A few records:

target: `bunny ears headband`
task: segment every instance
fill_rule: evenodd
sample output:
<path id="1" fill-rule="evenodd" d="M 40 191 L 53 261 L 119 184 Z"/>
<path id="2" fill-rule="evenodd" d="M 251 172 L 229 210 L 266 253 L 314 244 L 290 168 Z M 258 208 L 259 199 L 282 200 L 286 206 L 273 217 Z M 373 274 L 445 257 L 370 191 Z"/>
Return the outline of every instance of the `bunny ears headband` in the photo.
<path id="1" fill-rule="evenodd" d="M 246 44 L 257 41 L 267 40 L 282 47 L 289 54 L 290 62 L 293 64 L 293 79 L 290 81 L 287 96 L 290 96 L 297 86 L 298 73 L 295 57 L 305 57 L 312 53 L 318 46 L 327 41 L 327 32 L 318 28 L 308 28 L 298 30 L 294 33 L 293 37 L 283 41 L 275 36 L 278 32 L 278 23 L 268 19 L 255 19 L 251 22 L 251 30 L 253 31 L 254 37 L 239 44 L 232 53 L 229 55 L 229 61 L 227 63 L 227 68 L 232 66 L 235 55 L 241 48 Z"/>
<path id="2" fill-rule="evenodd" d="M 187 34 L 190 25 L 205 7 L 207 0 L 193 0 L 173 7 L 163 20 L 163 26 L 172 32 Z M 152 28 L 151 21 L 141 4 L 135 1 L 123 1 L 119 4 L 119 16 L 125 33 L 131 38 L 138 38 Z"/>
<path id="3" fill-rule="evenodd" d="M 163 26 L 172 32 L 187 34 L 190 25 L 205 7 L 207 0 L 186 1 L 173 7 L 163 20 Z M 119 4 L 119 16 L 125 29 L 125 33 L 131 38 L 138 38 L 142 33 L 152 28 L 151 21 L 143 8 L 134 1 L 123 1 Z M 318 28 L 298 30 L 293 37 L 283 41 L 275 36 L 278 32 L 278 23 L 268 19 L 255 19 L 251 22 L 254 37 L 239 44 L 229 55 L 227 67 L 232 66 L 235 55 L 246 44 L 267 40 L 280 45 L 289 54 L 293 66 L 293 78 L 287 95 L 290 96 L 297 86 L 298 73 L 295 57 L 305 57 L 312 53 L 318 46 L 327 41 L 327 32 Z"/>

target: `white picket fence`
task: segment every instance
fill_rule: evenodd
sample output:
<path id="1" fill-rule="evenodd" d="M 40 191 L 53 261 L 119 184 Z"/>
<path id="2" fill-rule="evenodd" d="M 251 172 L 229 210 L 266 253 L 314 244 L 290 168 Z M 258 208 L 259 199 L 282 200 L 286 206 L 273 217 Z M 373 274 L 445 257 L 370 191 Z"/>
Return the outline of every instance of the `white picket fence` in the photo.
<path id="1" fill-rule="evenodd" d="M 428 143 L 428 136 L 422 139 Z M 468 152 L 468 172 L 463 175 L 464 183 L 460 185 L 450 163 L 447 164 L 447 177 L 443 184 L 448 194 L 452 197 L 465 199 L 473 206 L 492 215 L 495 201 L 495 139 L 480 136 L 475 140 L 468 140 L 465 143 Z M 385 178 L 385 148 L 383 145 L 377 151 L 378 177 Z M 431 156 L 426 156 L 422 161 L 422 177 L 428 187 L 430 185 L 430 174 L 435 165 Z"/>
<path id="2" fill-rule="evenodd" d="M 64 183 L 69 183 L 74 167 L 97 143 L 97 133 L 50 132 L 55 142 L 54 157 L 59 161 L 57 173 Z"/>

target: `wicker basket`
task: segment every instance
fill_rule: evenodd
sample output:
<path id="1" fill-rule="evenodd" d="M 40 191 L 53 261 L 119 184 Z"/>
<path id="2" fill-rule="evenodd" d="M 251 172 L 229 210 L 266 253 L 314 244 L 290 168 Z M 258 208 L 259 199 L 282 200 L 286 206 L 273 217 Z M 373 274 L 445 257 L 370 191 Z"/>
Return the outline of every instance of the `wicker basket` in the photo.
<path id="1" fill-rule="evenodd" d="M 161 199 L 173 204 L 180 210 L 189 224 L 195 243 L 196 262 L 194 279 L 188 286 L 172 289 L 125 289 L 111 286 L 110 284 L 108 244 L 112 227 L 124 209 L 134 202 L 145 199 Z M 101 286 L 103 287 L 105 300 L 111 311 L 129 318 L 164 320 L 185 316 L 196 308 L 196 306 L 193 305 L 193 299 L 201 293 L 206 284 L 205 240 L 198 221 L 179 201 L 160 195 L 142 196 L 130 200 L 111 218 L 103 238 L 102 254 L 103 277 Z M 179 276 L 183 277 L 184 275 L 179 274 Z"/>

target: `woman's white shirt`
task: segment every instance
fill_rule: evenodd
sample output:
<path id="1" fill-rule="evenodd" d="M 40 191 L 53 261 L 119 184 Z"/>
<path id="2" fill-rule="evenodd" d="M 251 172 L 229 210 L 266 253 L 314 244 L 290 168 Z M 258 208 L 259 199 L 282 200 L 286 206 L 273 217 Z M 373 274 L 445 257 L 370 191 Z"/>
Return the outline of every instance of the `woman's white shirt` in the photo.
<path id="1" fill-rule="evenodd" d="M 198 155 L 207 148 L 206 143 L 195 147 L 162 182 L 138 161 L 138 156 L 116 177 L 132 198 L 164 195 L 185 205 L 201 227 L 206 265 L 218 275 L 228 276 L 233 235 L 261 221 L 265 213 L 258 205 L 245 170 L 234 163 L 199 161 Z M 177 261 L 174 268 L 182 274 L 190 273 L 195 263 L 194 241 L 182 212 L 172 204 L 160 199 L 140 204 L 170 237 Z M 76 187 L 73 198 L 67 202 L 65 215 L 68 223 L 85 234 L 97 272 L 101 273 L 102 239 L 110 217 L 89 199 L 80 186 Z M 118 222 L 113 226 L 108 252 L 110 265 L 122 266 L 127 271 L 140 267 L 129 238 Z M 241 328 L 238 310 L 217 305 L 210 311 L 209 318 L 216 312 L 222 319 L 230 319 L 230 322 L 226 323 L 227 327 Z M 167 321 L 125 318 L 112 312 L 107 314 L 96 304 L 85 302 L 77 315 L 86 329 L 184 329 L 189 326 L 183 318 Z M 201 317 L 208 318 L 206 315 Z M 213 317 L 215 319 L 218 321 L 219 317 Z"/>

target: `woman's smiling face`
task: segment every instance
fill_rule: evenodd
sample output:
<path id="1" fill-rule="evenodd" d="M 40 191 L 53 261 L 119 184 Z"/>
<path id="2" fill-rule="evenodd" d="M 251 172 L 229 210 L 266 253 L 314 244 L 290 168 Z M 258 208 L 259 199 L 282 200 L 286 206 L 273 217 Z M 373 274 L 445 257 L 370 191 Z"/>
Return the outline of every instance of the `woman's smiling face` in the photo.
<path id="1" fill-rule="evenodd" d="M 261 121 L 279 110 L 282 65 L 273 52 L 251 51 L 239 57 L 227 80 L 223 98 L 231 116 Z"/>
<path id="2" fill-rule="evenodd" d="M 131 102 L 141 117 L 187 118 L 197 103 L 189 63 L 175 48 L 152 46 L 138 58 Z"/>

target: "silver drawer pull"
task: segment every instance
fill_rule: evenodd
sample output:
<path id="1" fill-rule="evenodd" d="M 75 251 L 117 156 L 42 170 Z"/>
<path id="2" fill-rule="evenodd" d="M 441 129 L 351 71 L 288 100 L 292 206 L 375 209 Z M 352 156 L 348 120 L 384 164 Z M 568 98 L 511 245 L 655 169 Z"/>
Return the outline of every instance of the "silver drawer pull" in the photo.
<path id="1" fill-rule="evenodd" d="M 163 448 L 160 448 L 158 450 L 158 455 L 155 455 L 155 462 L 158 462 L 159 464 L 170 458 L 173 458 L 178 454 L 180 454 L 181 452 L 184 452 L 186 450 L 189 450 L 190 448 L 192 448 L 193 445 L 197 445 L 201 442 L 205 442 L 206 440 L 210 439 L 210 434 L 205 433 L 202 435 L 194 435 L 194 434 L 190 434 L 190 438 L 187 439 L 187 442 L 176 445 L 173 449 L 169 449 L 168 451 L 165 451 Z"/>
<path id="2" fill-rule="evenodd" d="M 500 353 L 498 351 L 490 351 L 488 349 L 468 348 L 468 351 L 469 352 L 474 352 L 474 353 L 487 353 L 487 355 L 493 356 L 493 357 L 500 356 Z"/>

- GOAL OF THE EXERCISE -
Report how many lines of the records above contain the string "silver", treating uppercase and lowercase as different, and give only that number.

- SOLUTION FOR THIS PROBLEM -
2